Have they learned nothing from New Orleans?
Predictably (and rightly), the move has enraged environmentalists, who have been advocating for the disappearing wetlands for decades now, mostly in vain. This move allows developers to build on small tracts of land, and it places minimal restrictions on what can be built. Types of buildings to be permitted include residential homes, shopping venues, hospitals, prisons, and schools.
If you were a resident of low-lying Louisiana who had experienced Hurricane Katrina (or evacuated and returned to find your community in ruins), wouldn’t it make you feel nice and cozy to know that your kids’ new school could be built on a filled-in marshland that had flooded before–as long as the school was small and the entire development didn’t take up over half an acre? (In some parts of rural Louisiana, that’s not out of the question.)
(Oh, and is due to be reclaimed by the sea in a few decades because of global warming-induced rising seas, another problem that is not being addressed in the coastal “recovery.”)
And if you were, perhaps, a researcher of endangered species–maybe even the elusive Ivory-billed Woodpecker–wouldn’t you be pleased to know that developers could pull the same sort of stunt that the timber industry did in the 1940s, when it completely stripped clear the last confirmed habitat of Ivorybills?
Oh, sure, the Endangered Species Act would provide protection for areas where the birds are known to roost. But that’s the problem, isn’t it? They are hard to find, and with recent potential sightings in Arkansas and Florida, there’s a possibility that they might be in pockets all over the Gulf states. However, those two sightings are increasingly being called into question since the scientists involved have not produced good video or photography yet. If other potential areas are wiped out before the birds could even be found, it opens the floodgates for the areas in Arkansas and especially Florida to be given similar treatment.
And, from the same article, this is just disgusting:
Another part of the regulations, approved in coordination with other federal agencies and the White House, waives the formal environmental reviews entirely for coal companies when they bury or reroute streams with their mining wastes.
So okay, if your friendly neighborhood coal company decides to dump waste product in a stream, completely cutting off the flow of water with the trash, no one has to run it through any sort of review process.
I’ll make sure to drink bottled water when I am in Louisiana.
This bit of news was certainly a very unwelcome addition to my e-mail inbox this morning.
I have made this blog mostly about Hurricane Katrina and the Gulf Coast, yes, but frankly, I’m tired of having so much material to write about.

◇ ◇ ◇

[TASK GOAL]:
Revise the wetlands post from "I’ll make sure" to "inbox this morning.", putting "filtered water" in place of "bottled water". The records that come next are separate material, not part of the text above.

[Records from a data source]
◇ ◇ ◇

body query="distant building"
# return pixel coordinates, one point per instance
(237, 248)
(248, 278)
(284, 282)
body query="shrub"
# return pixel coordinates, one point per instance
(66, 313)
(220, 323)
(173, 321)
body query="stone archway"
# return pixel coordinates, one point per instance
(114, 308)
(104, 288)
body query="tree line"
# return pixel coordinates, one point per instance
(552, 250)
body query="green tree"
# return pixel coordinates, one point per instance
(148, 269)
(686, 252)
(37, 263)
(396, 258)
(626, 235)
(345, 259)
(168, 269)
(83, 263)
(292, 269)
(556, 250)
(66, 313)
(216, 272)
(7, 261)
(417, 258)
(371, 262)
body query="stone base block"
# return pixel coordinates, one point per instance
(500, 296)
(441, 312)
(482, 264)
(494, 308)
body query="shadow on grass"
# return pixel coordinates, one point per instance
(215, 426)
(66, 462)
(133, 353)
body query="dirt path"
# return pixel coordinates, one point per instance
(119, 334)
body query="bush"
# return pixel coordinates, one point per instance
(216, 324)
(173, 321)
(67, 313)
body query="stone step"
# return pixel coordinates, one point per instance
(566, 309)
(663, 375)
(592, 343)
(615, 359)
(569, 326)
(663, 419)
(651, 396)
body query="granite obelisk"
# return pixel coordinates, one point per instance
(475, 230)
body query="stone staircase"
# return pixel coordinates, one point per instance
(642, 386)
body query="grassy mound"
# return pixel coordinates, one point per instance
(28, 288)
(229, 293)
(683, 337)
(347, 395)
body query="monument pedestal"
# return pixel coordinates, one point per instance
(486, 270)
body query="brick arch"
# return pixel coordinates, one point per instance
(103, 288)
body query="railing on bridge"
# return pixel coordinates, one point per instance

◇ ◇ ◇

[WRITTEN SOLUTION]:
I’ll make sure to drink filtered water when I am in Louisiana.
This bit of news was certainly a very unwelcome addition to my e-mail inbox this morning.